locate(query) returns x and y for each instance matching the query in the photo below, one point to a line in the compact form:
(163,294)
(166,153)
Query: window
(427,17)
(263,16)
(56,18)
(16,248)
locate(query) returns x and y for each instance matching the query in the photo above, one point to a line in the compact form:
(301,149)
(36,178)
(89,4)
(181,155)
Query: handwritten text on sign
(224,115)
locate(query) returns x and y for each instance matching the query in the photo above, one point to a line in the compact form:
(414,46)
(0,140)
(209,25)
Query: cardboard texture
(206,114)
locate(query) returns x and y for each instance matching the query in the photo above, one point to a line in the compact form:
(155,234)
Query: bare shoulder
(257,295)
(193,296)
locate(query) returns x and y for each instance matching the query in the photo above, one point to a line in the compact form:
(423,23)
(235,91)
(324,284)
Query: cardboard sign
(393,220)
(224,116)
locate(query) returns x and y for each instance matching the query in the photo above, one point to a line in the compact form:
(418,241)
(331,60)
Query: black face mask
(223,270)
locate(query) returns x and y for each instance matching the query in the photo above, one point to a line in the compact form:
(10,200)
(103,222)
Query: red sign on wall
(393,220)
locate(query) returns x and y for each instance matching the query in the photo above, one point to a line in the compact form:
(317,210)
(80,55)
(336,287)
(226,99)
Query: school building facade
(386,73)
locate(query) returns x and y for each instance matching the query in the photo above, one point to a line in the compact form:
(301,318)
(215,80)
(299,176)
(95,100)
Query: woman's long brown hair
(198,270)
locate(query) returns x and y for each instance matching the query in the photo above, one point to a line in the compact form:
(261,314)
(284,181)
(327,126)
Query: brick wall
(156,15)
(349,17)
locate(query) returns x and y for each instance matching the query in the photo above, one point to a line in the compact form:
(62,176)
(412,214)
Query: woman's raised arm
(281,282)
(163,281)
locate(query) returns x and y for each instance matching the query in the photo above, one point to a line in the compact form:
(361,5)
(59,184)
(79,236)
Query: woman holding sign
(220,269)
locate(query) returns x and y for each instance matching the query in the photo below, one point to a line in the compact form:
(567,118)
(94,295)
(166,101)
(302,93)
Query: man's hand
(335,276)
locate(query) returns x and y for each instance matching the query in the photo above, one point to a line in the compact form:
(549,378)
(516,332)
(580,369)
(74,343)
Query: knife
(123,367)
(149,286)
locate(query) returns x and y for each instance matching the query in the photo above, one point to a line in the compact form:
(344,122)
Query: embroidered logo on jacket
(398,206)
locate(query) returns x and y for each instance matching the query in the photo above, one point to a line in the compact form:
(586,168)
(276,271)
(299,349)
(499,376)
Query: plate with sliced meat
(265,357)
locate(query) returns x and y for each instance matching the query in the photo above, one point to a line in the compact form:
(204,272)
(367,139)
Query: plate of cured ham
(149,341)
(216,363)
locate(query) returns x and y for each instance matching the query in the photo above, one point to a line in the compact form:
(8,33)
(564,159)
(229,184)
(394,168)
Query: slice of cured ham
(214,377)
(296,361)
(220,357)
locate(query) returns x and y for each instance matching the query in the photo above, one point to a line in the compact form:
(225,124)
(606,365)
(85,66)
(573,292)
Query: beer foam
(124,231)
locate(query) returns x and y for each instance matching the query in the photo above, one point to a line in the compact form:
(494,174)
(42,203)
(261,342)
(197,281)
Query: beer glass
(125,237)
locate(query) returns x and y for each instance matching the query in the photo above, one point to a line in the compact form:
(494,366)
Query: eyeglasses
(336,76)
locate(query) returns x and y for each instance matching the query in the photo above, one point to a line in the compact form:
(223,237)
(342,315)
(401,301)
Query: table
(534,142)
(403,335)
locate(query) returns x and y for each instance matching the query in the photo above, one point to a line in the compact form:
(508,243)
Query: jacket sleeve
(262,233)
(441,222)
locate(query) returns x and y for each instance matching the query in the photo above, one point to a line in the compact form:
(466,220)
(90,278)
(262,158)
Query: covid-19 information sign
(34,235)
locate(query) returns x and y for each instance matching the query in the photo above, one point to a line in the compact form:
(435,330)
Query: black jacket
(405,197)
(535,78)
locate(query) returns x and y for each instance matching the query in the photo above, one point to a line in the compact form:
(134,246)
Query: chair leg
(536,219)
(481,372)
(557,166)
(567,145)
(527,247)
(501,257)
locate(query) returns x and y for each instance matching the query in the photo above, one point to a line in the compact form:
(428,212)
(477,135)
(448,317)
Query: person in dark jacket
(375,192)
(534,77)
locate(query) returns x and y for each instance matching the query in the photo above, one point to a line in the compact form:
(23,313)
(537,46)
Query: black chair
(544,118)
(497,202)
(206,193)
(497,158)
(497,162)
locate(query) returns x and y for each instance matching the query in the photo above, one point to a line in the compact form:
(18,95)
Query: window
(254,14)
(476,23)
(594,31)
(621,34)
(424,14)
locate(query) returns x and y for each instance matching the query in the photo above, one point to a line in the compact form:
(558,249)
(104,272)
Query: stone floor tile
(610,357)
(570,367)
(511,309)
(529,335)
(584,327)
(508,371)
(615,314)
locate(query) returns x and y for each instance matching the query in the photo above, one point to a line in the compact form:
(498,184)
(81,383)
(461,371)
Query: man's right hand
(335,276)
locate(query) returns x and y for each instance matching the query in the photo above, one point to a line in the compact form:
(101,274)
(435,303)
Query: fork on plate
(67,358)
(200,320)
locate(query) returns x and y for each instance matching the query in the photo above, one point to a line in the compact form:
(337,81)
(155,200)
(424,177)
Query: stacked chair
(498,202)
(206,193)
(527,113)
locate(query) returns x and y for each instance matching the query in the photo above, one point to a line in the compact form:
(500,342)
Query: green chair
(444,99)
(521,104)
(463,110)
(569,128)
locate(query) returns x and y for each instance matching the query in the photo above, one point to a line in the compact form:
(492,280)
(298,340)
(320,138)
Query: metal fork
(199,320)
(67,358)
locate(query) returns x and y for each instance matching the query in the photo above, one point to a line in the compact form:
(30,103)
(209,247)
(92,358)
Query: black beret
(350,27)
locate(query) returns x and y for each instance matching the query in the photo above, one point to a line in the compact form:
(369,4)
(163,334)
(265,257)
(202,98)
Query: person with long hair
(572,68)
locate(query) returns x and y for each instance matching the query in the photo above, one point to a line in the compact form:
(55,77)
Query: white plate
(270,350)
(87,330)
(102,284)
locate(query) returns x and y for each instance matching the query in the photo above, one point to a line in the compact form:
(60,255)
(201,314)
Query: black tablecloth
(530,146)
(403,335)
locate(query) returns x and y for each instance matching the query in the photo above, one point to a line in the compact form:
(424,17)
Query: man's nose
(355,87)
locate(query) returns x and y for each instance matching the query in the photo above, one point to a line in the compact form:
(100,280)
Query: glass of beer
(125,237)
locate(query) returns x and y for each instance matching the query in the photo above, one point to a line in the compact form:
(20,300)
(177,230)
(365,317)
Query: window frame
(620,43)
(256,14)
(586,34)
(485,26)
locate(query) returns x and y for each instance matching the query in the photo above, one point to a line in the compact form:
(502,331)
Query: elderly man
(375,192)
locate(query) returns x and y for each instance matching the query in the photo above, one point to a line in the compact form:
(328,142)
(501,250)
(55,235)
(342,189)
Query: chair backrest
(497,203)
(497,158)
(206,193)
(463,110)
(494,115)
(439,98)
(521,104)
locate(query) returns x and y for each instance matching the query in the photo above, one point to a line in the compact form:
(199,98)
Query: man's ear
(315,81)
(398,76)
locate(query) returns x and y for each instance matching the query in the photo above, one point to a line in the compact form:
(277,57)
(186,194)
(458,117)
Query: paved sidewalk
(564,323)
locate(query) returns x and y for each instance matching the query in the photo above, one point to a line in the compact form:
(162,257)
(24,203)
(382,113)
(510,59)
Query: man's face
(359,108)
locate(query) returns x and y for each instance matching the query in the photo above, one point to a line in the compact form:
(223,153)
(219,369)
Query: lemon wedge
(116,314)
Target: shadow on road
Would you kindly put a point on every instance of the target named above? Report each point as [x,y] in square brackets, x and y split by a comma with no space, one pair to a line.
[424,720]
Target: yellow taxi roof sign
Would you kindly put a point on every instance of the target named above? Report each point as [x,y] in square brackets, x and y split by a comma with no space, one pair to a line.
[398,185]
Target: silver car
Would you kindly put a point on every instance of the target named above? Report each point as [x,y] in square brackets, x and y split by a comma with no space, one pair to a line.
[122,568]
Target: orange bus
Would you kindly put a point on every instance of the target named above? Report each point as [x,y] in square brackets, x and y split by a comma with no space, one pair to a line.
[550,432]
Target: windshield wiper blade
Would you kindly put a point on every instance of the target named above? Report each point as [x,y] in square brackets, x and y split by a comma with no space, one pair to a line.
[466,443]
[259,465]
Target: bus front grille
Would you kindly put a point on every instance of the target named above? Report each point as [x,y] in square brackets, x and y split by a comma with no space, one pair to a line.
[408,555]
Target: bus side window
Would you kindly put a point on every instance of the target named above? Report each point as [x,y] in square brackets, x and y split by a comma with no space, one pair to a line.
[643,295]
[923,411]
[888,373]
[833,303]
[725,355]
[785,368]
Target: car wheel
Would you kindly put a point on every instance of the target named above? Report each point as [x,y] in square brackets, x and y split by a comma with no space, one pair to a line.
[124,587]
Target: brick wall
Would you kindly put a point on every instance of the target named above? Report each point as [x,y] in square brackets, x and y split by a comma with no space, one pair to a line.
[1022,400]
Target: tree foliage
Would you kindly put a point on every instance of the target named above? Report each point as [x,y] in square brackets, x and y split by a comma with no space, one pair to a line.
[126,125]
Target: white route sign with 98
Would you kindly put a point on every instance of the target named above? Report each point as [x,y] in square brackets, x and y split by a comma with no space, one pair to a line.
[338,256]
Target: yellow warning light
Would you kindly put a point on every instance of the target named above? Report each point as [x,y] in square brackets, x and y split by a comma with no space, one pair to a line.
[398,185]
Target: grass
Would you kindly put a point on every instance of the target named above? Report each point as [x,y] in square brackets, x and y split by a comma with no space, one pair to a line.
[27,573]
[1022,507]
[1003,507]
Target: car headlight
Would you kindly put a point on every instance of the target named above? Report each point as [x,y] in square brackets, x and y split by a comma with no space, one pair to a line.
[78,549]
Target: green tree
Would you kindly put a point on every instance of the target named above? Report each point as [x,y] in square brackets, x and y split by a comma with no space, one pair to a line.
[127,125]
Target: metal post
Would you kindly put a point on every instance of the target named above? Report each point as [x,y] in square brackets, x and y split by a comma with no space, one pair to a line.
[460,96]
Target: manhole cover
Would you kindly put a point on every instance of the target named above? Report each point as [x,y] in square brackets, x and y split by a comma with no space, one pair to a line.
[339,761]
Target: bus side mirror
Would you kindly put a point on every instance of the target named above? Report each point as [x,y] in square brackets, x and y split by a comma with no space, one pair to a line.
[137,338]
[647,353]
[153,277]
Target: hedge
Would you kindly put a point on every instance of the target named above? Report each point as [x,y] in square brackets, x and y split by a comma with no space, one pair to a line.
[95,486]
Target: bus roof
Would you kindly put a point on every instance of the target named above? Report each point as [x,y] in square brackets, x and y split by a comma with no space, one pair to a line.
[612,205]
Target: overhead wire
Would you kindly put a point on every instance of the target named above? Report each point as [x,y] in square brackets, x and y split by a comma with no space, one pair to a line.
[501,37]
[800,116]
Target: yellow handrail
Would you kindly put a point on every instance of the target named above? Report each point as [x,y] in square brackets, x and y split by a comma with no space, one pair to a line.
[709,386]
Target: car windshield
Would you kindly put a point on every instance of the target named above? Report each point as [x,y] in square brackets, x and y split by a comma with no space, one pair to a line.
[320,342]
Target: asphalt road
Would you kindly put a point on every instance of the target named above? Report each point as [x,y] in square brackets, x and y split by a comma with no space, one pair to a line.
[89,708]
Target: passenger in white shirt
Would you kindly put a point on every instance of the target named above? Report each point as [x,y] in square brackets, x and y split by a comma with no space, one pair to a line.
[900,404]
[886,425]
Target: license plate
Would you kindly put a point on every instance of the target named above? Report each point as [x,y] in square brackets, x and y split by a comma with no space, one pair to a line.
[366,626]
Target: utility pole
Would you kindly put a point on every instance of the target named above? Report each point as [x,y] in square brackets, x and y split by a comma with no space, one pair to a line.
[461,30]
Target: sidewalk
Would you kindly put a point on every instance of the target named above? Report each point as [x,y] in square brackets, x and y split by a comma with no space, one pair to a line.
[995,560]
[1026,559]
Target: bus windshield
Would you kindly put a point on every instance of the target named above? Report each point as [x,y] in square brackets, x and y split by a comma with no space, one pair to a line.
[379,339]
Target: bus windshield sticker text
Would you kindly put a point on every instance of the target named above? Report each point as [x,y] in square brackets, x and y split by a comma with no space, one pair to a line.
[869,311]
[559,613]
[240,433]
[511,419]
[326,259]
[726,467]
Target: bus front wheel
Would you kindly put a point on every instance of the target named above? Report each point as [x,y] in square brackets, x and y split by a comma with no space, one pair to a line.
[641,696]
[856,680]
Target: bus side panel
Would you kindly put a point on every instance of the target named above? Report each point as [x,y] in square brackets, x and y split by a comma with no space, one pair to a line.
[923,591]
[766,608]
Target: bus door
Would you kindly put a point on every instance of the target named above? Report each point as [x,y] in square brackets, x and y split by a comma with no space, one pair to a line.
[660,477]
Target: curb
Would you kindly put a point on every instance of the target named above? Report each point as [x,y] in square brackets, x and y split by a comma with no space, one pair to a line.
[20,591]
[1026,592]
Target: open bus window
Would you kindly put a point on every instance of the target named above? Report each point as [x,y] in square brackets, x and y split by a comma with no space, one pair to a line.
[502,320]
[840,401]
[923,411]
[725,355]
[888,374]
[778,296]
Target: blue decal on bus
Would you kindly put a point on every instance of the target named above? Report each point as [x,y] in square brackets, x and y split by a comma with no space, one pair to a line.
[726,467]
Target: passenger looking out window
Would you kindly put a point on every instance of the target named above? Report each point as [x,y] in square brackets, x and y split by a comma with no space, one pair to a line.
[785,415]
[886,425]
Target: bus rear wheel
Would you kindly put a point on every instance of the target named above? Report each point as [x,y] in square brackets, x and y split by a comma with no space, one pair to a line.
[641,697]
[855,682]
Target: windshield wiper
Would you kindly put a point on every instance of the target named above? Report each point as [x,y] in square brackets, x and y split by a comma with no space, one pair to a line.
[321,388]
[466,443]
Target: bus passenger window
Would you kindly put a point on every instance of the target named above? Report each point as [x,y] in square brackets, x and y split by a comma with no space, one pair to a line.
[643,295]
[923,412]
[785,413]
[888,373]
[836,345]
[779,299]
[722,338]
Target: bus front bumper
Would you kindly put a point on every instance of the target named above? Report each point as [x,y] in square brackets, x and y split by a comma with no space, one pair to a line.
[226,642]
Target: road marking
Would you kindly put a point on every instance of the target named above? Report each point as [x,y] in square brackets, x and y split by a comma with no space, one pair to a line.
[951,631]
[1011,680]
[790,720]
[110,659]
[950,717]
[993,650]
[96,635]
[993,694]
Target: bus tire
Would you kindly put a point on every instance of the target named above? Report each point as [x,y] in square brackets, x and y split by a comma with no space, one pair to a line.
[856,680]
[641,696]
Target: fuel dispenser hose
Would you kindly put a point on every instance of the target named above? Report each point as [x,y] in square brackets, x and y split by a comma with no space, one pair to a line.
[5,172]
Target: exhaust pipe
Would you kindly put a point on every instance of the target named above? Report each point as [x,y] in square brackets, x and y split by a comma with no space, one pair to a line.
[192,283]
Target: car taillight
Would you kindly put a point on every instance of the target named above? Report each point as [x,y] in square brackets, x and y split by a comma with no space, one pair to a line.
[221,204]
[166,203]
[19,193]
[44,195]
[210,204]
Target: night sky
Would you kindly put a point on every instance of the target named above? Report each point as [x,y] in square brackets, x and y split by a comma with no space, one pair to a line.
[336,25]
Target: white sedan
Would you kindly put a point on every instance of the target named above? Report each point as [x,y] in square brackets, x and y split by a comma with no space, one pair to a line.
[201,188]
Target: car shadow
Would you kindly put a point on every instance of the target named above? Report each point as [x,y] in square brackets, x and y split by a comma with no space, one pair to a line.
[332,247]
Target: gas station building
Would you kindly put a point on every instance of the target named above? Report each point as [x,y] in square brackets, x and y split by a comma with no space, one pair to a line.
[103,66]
* * * * * * *
[WHAT THE TASK REQUIRES]
In the records above, find the line containing "Target: night sky"; please retype it and every line after it through the last line, exactly and with nothing else.

[RESULT FOR THIS TASK]
Target: night sky
Would you kindly put a point on every instance of the target named above? Report each point as [x,y] in square brackets, x and y split by a comma with no space, one pair to a line.
[336,25]
Target: white sedan
Would you kindly put a point on every instance of the target named above? Report each point as [x,y] in square brackets, x and y split by a comma with no space, one pair to a line.
[201,188]
Target: car shadow
Would you kindly put a point on every instance of the target named above? Report each point as [x,y] in square brackets, x and y split by a comma with no space, one pair to a line.
[332,247]
Target: gas station building
Would you kindly put a point on every instance of the target named above? Report each point as [x,y] in square brackets, x and y split by a comma with no space, one pair to a line.
[103,66]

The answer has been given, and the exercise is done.